Which lines in the records contain the string "Target", with case taken into account? Pull out each of those lines.

• RECORDS FOR THIS TASK:
+ + + + +

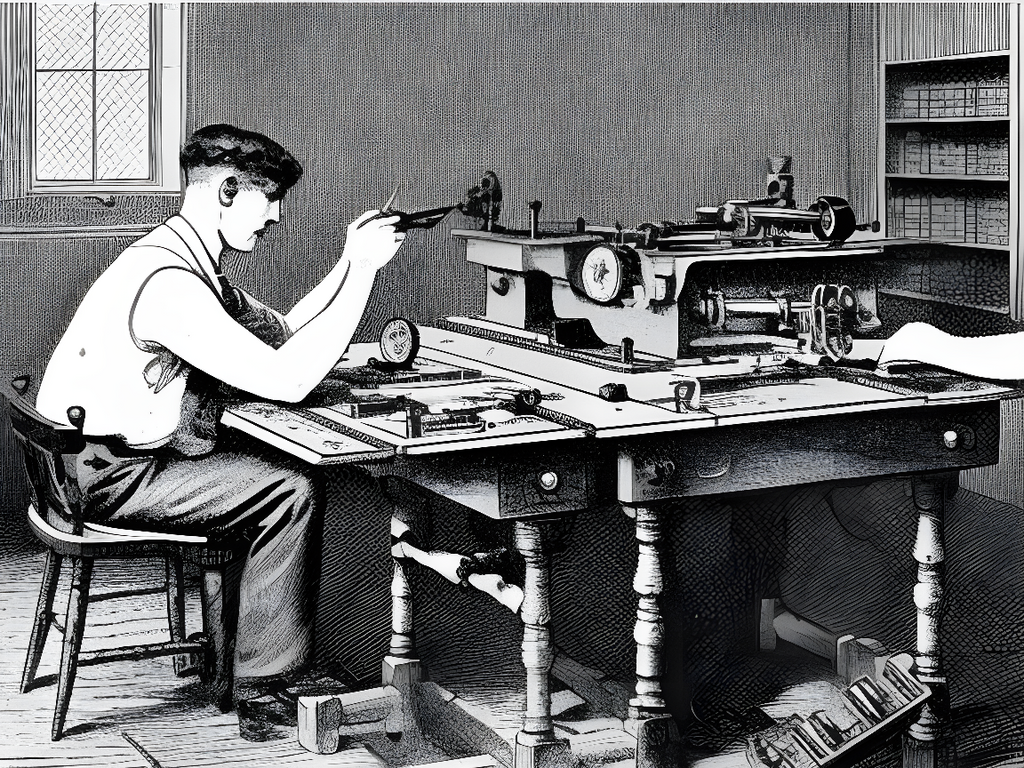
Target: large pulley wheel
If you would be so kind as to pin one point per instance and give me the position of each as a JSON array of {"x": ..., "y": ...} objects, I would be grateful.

+ + + + +

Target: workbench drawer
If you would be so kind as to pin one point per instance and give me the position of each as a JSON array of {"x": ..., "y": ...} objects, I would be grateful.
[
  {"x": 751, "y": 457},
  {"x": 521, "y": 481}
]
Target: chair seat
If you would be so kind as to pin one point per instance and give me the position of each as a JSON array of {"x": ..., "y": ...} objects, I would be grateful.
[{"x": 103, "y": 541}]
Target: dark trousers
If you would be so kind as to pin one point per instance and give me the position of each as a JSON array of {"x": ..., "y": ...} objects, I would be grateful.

+ + + + +

• TASK RESPONSE:
Target: large pulley wheel
Target: workbench drawer
Target: chair seat
Target: dark trousers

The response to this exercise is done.